- Zestaw zadań:
1 - Kiedy według tekstu do analizy skarbówka pobierze podatek w ramach estońskiego CIT?
2 - Jakie skrótowce zapisane wielkimi literami pojawiają się w tekście do analizy?

Szykują się poważne zmiany w podatkach. W czasach kryzysu gospodarczego szczególnie może się to opłacać małym i średnim firmom. O co dokładnie chodzi? Planowane zmiany wynikają z Krajowego Programu Reform (KPR) - to główne narzędzie służące realizacji strategii „Europa 2020” na szczeblu państw UE. Zgodnie z założeniami Semestru Europejskiego, KPR są co roku aktualizowane i w kwietniu przekazywane do Komisji Europejskiej (KE) razem z aktualizacją Programów Stabilności lub Programów Konwergencji. W tym roku znajdują się także zapisy dotyczące epidemii COVID-19 i walki z kryzysem. Jedna rzecz szczególnie może zainteresować przedsiębiorców. Od 1 stycznia 2021 roku mogą nastąpić zmiany w daninach publicznych.
Jedną ze zmian jest tzw. estoński CIT, ale tylko dla mikro i małych przedsiębiorstw. Polega on na tym, że dochód tak długo nie będzie opodatkowany, jak długo będzie zatrzymany w firmie i w nią inwestowany. Skarbówka pobierze podatek dopiero wtedy, gdy dojdzie do wypłaty dywidendy.
Kryzys gospodarczy - zamknąć firmę czy zawiesić?

- Wyświetlane informacje:
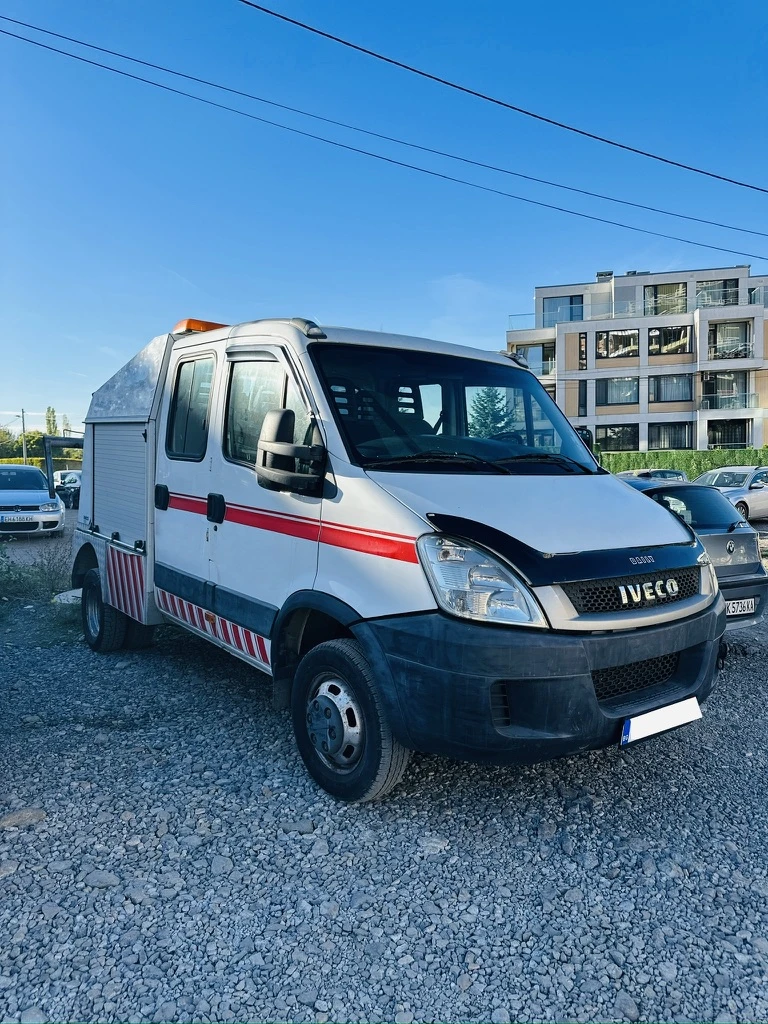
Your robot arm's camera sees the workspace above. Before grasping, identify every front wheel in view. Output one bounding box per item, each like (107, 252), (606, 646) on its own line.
(291, 639), (411, 803)
(81, 569), (128, 653)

- Odpowiedzi:
1 - Dopiero wtedy, gdy dojdzie do wypłaty dywidendy.

2 - KPR, UE, KE, COVID-19, CIT